Information provided below:
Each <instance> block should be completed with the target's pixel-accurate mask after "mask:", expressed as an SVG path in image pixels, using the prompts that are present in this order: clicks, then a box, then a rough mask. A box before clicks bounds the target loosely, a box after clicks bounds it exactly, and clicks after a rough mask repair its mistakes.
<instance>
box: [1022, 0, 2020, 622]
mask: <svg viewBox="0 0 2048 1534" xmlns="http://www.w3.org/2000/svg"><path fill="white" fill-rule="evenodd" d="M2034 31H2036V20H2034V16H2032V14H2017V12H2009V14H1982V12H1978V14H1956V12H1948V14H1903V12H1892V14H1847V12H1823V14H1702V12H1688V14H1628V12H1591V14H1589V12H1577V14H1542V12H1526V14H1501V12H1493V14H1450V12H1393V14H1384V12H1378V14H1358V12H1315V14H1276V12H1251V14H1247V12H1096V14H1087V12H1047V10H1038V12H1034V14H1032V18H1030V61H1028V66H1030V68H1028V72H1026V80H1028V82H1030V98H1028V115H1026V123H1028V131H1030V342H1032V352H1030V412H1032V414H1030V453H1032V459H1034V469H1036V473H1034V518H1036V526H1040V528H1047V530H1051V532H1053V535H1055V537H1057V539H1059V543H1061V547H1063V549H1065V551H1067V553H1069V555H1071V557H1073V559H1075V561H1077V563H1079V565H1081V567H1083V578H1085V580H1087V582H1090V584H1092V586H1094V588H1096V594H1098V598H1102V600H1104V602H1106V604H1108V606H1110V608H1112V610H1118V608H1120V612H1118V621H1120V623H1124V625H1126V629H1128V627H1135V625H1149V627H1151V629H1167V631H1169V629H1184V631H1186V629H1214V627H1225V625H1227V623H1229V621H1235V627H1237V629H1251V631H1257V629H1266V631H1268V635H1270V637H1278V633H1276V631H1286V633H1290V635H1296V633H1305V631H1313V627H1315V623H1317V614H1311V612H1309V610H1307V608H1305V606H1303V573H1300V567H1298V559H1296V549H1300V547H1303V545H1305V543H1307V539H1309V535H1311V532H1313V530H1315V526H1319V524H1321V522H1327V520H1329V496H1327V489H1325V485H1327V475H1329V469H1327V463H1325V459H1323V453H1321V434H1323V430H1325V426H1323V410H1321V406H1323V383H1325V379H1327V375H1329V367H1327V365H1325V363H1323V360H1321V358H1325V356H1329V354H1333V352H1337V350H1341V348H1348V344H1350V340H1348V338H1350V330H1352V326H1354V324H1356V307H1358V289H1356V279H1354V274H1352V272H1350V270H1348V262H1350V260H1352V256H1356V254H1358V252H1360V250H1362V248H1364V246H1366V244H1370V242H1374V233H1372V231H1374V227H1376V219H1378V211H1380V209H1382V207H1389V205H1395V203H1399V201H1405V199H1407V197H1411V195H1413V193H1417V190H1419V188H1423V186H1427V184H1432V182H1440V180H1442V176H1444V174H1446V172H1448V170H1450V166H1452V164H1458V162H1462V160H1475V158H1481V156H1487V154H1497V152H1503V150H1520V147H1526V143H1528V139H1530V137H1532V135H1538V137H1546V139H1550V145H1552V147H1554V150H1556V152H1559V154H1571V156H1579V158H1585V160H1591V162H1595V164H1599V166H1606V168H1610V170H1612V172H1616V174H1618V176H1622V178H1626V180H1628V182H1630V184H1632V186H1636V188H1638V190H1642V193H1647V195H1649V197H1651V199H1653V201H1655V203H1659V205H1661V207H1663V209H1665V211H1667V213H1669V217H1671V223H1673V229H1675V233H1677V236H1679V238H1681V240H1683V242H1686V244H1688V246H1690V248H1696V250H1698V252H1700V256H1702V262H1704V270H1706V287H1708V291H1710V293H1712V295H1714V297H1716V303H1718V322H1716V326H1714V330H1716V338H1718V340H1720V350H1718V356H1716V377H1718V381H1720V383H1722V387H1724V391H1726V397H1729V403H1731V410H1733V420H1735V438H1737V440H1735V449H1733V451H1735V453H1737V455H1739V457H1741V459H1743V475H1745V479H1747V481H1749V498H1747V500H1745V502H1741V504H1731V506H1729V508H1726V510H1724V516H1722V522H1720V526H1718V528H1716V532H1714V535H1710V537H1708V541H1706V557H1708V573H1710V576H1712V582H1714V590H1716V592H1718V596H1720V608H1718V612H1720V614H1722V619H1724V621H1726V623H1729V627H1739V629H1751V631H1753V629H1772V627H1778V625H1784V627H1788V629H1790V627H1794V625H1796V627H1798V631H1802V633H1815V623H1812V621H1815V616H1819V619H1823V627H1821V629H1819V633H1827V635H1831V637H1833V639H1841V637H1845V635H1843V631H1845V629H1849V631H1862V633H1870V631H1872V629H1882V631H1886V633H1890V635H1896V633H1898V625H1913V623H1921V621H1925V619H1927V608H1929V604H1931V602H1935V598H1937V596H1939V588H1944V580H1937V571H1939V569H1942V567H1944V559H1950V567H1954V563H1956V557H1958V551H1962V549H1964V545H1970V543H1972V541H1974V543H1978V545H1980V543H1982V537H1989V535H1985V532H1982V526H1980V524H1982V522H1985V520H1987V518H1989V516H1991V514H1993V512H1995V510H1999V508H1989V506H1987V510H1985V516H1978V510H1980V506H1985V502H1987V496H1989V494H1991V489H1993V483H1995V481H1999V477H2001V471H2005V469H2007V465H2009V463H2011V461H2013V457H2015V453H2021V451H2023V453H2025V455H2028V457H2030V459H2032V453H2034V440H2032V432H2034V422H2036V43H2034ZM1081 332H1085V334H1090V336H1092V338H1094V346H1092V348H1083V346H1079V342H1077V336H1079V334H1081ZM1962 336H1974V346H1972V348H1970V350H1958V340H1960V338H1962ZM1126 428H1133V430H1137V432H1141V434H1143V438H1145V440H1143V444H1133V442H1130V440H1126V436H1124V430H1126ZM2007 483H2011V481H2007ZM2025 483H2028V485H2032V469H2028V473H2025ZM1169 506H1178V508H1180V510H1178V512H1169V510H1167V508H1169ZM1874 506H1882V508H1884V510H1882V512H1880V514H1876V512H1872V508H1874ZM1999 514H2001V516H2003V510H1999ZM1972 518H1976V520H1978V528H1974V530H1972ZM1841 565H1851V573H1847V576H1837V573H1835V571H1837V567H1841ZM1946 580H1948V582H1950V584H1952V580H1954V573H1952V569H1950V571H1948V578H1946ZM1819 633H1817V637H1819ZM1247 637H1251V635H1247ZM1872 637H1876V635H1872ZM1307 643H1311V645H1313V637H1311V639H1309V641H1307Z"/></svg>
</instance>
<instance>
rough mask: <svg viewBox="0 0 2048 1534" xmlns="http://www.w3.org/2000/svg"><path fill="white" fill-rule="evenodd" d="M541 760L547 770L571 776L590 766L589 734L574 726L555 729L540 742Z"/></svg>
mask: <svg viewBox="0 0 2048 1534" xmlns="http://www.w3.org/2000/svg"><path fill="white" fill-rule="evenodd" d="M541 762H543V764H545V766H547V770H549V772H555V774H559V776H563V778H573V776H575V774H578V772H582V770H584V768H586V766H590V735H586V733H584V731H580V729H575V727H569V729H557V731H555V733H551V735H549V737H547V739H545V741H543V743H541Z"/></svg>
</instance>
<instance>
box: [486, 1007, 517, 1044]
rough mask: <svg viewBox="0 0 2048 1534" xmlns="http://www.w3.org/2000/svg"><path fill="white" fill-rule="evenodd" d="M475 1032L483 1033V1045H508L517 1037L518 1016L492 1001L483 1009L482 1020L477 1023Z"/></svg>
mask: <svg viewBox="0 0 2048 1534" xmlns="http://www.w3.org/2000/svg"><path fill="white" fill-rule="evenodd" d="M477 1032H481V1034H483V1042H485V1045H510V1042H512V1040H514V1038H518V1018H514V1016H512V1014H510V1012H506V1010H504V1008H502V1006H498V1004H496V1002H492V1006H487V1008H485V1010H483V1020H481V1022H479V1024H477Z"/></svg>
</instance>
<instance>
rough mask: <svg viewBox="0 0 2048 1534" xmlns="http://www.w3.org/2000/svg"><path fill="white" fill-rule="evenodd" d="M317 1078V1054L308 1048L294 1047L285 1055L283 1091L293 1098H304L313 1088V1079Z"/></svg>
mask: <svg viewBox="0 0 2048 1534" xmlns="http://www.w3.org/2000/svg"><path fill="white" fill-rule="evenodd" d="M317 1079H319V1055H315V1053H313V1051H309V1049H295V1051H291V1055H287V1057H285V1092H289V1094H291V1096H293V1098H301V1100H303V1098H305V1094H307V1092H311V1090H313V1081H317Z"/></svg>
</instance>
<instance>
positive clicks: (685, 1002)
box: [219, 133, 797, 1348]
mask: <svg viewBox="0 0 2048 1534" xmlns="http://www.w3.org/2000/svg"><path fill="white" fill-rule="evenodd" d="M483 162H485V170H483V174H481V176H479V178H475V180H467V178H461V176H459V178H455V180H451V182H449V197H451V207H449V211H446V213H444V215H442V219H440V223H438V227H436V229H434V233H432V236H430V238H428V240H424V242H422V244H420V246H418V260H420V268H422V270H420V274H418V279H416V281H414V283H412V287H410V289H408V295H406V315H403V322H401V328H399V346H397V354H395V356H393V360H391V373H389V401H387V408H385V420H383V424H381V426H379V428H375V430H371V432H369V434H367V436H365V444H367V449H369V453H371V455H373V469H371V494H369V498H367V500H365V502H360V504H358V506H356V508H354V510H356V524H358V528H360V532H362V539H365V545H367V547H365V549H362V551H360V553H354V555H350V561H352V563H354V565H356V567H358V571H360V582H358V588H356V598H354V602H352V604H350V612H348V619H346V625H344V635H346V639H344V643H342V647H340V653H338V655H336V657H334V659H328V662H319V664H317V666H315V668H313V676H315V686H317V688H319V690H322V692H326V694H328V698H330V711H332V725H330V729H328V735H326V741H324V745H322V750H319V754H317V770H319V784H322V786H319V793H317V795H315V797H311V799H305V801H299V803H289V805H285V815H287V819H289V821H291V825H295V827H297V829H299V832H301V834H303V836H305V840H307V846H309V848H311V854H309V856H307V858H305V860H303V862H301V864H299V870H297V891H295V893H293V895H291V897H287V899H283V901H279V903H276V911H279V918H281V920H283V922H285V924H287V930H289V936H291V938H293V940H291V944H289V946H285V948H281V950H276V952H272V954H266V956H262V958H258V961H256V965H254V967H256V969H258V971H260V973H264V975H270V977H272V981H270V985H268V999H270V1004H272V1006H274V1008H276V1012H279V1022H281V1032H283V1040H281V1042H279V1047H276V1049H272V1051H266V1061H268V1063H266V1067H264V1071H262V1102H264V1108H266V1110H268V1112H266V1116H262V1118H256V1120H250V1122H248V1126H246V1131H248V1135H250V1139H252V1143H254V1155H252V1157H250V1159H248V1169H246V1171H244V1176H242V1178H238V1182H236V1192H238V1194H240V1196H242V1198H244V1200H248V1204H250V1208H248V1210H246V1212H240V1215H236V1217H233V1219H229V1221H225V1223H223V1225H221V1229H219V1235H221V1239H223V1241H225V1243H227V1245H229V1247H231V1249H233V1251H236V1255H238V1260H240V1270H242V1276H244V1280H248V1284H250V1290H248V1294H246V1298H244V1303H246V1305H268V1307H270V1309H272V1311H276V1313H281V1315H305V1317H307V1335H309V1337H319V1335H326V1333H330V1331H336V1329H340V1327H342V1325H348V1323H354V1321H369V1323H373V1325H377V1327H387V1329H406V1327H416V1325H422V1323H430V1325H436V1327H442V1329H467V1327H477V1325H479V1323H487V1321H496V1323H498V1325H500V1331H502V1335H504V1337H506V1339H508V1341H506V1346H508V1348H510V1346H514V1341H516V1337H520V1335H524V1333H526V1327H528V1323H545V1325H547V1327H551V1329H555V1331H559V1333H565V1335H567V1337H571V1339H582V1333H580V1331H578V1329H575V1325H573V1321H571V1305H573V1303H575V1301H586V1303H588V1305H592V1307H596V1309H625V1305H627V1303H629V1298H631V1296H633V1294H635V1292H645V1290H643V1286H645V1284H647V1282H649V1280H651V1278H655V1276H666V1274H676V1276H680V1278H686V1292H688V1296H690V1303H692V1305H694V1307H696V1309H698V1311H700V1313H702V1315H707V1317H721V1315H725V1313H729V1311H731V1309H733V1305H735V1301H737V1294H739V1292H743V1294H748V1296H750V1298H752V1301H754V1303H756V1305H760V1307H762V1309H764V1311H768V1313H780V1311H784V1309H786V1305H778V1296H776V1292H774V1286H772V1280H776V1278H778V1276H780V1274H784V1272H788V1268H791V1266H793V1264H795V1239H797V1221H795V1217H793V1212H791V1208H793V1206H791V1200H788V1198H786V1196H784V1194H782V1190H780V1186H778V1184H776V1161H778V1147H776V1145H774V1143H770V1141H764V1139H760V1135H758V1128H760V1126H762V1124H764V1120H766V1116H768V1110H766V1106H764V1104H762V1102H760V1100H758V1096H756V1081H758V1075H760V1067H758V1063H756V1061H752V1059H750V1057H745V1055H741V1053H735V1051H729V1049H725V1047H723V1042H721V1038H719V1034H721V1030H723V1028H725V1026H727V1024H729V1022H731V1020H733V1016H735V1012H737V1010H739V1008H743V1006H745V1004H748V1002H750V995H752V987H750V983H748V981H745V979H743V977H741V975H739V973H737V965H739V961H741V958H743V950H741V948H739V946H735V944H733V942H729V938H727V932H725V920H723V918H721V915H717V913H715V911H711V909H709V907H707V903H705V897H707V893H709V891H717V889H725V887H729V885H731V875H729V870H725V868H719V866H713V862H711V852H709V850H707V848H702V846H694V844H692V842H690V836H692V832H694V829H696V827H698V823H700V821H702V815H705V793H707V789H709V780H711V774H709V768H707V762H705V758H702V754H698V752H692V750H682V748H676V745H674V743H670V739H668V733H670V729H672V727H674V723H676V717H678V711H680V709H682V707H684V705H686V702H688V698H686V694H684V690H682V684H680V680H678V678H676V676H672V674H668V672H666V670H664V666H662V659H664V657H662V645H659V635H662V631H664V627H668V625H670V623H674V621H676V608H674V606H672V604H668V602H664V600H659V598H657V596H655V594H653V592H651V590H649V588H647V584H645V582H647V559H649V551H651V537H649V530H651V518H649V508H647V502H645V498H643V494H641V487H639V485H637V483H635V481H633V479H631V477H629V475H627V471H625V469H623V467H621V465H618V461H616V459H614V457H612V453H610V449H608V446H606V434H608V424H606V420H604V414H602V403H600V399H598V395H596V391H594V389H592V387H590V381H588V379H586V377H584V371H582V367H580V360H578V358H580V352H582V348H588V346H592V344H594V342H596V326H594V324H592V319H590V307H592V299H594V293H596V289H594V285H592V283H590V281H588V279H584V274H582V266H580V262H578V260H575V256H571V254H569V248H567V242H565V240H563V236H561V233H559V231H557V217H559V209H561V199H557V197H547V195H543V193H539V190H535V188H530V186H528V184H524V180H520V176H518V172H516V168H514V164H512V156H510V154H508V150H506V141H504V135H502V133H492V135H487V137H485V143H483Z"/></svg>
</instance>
End of Information provided.
[Work instruction] Your reply should hold every line from the data that contains "rough", copied in full.

[Solution]
Each <instance> block should be completed with the target's pixel-accurate mask after "mask:", expressed as an SVG path in image pixels, using the prompts that are present in this order: clicks, then a box, then a rough mask. A box before clicks bounds the target loosely, a box after clicks bounds it exactly, and clicks after a rough mask repair its mistakes.
rough mask: <svg viewBox="0 0 2048 1534" xmlns="http://www.w3.org/2000/svg"><path fill="white" fill-rule="evenodd" d="M541 760L547 770L571 776L590 766L589 734L574 726L555 729L540 742Z"/></svg>
rough mask: <svg viewBox="0 0 2048 1534" xmlns="http://www.w3.org/2000/svg"><path fill="white" fill-rule="evenodd" d="M475 1032L483 1033V1045H508L517 1037L518 1016L492 1001L483 1009L482 1020L477 1023Z"/></svg>
rough mask: <svg viewBox="0 0 2048 1534" xmlns="http://www.w3.org/2000/svg"><path fill="white" fill-rule="evenodd" d="M317 1078V1054L308 1048L294 1047L285 1055L283 1091L293 1098H304L313 1088V1079Z"/></svg>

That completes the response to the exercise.